--- Data for this task Enclosed Below ---

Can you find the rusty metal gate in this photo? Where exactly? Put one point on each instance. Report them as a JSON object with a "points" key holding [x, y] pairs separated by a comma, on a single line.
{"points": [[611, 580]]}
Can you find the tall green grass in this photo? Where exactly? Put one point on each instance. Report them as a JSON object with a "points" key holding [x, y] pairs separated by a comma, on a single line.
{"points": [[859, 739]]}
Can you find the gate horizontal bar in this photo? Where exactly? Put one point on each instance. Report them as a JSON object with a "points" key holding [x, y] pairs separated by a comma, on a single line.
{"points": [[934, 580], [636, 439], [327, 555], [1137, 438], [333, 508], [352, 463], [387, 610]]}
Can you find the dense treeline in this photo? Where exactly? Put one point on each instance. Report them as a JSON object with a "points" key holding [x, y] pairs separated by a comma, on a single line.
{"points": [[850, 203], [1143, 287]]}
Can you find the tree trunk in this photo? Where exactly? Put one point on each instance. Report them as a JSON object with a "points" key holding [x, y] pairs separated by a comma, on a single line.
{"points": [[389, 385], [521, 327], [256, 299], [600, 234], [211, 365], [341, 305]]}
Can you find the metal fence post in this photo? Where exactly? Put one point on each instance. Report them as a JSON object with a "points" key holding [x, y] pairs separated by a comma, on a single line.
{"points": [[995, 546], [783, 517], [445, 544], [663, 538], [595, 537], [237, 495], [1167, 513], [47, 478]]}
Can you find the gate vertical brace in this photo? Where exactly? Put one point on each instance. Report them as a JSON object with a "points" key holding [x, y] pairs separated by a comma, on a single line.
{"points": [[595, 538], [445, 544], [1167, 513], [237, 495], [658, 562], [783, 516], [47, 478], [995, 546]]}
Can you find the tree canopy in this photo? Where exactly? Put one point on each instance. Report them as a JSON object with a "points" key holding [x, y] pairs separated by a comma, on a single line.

--- End of Enclosed Data for this task ---

§ **Task goal**
Reproduce exactly the line containing "Can you find the tree trunk" and every line after it through the end of the records above, and nothing else.

§ **Finished task**
Can you find the tree trunk in this photo? Where exactly? Put one point on each instance. Report them as a JSON object with a "points" key holding [x, y] pairs separated by a comma, on a single line.
{"points": [[389, 385], [521, 327], [256, 299], [600, 234], [211, 365], [341, 305]]}
Can you find the metal fence post in this photo? Where exactly? Put one point on each instance. Report them as a JSON object with a "points" key holding [x, y] pairs separated by a comma, on a single line.
{"points": [[995, 546], [783, 517], [445, 544], [663, 538], [595, 537], [237, 495], [1167, 513], [47, 478]]}
Can you find the gate vertical brace in this photo? Where exactly? Put one point on each instance. Report them as a JSON object with a "points" key holding [x, y] pairs separated by a comma, on a single line.
{"points": [[595, 538], [445, 544], [1167, 513], [237, 495], [658, 562], [783, 516], [47, 478], [995, 546]]}
Can you find the tree canopy in this photo? Where exactly? Put one point on each instance. Report them as a JSON object with a "points" key holding [x, y] pairs separated by a comma, on a single line.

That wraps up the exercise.